* _WHAT THIS TASK INVOLVES_
Copy each of the records below word for word, keeping their order.

* _DATA SHOWN_

:::

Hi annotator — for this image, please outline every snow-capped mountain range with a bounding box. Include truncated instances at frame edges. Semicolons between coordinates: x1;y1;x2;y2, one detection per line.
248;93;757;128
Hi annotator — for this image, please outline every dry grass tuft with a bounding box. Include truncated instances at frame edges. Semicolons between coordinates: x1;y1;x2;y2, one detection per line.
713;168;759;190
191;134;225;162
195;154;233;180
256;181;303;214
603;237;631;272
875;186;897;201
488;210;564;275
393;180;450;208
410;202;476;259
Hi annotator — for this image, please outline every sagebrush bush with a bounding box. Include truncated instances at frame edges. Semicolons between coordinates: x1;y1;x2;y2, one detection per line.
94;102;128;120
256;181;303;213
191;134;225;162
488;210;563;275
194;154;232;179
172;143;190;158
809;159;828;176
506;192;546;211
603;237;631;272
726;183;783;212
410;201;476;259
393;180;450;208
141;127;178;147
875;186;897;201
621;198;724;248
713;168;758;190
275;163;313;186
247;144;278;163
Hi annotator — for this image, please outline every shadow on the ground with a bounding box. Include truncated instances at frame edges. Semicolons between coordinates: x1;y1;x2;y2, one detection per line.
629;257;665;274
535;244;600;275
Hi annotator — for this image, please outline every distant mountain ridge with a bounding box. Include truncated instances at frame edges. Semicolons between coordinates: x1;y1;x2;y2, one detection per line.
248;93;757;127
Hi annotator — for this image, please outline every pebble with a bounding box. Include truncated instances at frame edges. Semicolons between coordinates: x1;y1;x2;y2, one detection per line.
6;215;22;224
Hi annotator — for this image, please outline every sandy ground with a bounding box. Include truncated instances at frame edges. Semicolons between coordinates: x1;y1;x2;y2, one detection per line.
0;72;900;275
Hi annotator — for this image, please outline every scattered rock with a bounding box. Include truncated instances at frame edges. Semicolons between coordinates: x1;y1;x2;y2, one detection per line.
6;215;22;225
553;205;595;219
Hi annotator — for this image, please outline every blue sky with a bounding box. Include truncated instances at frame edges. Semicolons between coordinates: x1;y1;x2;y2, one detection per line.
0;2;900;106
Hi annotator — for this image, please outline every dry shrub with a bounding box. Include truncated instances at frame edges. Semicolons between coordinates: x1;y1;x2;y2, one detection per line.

:::

* _SOLUTION BELOW_
Hi annotator — for this image, please outline every snow-capped mountain range with a bounding box. Include truncated instances at frame edges. Semicolons between coordinates: x1;y1;x2;y2, one detection per line.
248;93;757;128
Hi annotator — for this image, please outline every dry grass tuft with a bounding box. Include truncated instances at frame edges. Semicolons between coordinates: x1;y1;x2;y2, one detection per line.
713;168;759;190
191;134;225;162
195;154;233;180
256;181;303;214
603;237;631;272
875;186;897;201
488;210;564;275
393;180;450;208
410;202;476;259
Hi annotator — for this image, please outline every sagebrush bush with a bounding box. Include truncated instances at frame edges. Semicolons between coordinates: x1;y1;x2;y2, one detection per line.
94;102;128;120
256;181;303;213
191;134;225;162
488;210;563;275
194;154;232;179
172;143;190;158
809;159;828;176
506;192;546;211
603;237;631;272
726;183;783;212
410;201;476;259
393;180;450;208
141;127;178;147
875;186;897;201
621;198;724;248
713;168;758;190
275;163;313;186
247;144;278;163
Hi annotator — for this image, please outline every shadow on the ground with a bounding box. Include truncated instances at frame edges. Semicolons between coordinates: x1;y1;x2;y2, one detection per line.
629;257;665;274
535;244;600;275
Hi annotator — for this image, please outline every distant mountain ridge with a bounding box. Include truncated instances at frame edges. Semicolons between coordinates: x1;y1;x2;y2, one detection per line.
248;93;757;127
Hi annotator — for this image, please outline every pebble with a bounding box. Include truncated instances at frame edges. Semicolons between coordinates: x1;y1;x2;y2, one detection per line.
6;215;22;224
Hi annotator — for this image, please outline every sandy ground with a bounding box. Include truncated instances at frame edges. Semicolons between coordinates: x1;y1;x2;y2, one detection per line.
0;72;900;275
Hi annotator — for this image, please outline every scattered rock with a bounding box. Include truncated instances at frame edges. Semicolons between coordinates: x1;y1;x2;y2, one detection per line.
6;215;22;225
553;205;595;219
Hi annotator — for this image, please outline every blue sky with a bounding box. Include truncated instances at frame edges. Semicolons between coordinates: x1;y1;x2;y2, one detection per line.
0;2;900;106
Hi annotator — for this image, please outline every dry shrub with a bounding box. Include truncated instances at frame edges. Semicolons between coordinates: x1;y1;x2;y2, one detection per line.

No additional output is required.